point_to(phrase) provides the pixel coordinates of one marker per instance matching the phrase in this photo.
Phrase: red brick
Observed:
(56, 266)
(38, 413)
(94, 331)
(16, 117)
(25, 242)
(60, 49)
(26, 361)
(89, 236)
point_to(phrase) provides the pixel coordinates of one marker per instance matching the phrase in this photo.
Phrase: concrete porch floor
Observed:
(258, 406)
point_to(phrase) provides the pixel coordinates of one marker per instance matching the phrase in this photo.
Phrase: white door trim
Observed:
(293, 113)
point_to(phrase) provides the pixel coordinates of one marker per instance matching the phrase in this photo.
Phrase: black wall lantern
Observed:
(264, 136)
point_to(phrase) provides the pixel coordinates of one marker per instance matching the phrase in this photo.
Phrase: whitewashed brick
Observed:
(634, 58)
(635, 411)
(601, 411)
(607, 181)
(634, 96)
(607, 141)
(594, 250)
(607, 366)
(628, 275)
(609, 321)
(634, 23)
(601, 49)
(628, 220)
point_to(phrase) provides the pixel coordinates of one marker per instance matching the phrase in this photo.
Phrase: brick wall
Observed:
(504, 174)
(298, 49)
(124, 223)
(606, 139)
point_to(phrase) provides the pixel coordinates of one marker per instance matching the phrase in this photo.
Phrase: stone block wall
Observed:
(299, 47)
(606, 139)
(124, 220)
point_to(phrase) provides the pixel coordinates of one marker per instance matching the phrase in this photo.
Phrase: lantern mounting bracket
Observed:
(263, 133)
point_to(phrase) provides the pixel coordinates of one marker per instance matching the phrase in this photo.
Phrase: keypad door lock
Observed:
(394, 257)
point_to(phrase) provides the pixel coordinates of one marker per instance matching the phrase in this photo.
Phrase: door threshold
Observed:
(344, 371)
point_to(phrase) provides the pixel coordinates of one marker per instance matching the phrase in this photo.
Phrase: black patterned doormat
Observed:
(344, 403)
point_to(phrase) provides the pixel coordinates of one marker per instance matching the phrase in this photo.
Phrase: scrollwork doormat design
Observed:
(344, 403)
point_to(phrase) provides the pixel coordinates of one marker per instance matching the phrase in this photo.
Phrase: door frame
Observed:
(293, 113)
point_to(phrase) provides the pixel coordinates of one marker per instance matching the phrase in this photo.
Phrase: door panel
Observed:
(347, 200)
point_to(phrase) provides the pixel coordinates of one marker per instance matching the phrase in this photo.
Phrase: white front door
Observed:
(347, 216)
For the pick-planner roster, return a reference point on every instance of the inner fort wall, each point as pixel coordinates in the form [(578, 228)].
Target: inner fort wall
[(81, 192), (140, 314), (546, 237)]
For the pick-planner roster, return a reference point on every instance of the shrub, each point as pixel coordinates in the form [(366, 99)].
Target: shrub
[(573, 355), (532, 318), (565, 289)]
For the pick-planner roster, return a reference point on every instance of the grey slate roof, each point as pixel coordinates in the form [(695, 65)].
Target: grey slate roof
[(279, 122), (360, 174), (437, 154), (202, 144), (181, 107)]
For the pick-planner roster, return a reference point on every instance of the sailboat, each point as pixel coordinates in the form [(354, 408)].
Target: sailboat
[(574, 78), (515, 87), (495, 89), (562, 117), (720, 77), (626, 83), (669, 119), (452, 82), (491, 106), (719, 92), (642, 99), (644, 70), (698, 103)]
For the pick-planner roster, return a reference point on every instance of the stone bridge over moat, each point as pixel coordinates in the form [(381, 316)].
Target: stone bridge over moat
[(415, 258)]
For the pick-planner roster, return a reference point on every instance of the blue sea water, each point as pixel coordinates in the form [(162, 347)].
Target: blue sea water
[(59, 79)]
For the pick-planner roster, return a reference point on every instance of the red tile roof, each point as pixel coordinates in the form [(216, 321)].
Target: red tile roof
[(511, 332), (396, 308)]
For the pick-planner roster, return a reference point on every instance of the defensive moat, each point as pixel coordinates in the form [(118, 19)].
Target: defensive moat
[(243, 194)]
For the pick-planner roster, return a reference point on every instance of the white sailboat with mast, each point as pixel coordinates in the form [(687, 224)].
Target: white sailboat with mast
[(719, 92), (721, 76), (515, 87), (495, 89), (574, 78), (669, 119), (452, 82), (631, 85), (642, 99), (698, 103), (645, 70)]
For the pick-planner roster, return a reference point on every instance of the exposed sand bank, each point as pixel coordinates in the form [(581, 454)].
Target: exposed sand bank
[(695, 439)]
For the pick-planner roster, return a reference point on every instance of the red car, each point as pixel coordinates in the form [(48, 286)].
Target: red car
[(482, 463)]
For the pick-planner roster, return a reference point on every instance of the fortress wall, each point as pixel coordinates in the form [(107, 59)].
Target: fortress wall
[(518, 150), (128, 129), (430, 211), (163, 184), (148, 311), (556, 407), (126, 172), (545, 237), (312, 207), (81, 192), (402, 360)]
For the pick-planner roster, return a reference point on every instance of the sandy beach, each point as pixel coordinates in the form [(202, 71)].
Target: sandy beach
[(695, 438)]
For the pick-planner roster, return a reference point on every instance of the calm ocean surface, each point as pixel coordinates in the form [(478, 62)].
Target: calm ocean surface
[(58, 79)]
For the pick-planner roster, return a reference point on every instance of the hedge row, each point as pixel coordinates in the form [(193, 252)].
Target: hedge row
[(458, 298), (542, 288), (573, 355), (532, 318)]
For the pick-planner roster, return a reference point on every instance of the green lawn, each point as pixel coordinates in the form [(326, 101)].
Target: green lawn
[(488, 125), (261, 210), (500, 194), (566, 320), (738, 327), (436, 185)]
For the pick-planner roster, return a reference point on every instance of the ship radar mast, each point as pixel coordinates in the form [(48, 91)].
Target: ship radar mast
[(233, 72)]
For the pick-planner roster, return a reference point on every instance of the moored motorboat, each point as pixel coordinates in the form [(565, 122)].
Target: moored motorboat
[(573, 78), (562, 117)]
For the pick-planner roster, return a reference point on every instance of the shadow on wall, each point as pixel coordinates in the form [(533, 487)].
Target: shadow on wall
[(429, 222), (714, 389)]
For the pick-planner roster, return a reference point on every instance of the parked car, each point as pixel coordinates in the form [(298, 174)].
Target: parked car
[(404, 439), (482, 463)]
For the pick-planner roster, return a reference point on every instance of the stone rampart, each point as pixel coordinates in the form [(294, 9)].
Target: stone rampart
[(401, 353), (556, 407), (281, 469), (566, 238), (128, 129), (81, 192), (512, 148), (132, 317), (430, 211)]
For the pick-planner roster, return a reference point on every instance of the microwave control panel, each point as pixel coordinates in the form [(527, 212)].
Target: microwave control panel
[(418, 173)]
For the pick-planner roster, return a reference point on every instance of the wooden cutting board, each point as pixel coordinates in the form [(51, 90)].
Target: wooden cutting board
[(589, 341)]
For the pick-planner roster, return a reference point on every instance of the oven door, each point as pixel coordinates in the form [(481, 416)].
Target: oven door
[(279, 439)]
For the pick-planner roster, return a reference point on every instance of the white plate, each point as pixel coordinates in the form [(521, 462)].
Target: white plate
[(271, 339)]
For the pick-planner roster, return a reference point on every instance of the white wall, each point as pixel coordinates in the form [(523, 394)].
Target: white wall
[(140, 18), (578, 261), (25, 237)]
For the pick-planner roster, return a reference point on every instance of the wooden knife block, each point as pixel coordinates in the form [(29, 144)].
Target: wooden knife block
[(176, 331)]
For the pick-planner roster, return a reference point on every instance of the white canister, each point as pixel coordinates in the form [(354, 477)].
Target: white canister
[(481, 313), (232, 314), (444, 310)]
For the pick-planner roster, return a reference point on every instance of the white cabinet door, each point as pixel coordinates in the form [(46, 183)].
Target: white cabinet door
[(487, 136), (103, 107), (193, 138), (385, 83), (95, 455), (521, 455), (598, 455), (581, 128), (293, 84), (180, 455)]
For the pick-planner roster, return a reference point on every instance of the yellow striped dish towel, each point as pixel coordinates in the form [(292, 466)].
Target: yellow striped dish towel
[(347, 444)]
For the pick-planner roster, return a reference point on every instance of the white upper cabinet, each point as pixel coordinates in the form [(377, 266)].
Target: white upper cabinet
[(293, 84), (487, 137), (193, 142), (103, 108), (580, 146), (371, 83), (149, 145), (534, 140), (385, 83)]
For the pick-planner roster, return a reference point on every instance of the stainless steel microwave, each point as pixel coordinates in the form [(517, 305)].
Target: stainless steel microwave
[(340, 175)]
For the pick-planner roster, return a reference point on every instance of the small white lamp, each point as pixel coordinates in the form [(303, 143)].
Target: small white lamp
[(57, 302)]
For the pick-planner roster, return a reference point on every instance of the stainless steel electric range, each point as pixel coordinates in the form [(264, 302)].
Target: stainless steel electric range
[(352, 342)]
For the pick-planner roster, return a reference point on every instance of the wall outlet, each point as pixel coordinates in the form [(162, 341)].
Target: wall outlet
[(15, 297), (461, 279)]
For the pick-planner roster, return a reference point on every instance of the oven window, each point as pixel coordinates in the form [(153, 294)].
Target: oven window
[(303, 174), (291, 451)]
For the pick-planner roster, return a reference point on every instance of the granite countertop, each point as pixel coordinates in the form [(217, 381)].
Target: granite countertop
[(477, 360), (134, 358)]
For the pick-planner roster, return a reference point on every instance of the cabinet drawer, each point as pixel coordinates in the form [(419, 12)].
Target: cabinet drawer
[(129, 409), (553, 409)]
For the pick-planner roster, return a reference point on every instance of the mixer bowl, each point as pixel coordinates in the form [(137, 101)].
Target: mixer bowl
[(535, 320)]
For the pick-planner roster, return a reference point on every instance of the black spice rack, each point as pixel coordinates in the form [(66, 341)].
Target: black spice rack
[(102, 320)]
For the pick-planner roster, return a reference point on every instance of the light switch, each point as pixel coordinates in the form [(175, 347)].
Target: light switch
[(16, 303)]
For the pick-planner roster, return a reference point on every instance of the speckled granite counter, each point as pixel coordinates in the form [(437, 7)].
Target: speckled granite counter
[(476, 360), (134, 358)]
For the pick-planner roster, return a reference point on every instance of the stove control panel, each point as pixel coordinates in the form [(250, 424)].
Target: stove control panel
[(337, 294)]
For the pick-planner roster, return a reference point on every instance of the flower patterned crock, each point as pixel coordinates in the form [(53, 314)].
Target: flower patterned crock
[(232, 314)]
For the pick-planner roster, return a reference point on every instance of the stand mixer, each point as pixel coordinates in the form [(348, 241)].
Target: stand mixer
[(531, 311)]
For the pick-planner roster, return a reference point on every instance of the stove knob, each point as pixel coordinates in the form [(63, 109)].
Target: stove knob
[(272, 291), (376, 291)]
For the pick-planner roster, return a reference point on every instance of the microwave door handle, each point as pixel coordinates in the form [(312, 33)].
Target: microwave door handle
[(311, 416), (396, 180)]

□ □ □ □

[WHAT YOU SHOULD DO]
Reproduce only the stretch of records from the line containing "form [(137, 101)]." through the line containing "[(232, 314)]", replacing "pick-planner" with "grasp-planner" and leaving everything else unchanged.

[FINAL ANSWER]
For the grasp-planner roster, return a reference point on every instance of the mixer bowl, each point as pixel coordinates in the form [(137, 101)].
Target: mixer bowl
[(535, 320)]
For the grasp-planner roster, return a reference point on every instance of the black spice rack, each point as pixel coordinates in the form [(66, 341)].
Target: black spice rack
[(102, 320)]
For the grasp-planner roster, return a reference point on every instance of the light switch, each point as pixel coordinates in the form [(175, 347)].
Target: light switch
[(16, 303)]
For the grasp-planner roster, return a reference point on every instance of the speckled granite counter, each point as pixel coordinates in the form [(437, 7)].
Target: speckled granite counter
[(476, 360), (134, 358)]
For the grasp-planner roster, return a reference point on every instance of the stove control panel, each point as pixel coordinates in the form [(250, 424)].
Target: stove control panel
[(337, 294)]
For the grasp-planner roster, return a reference point on every instance of the flower patterned crock, each point as pixel coordinates in the form [(53, 314)].
Target: flower patterned crock
[(232, 314)]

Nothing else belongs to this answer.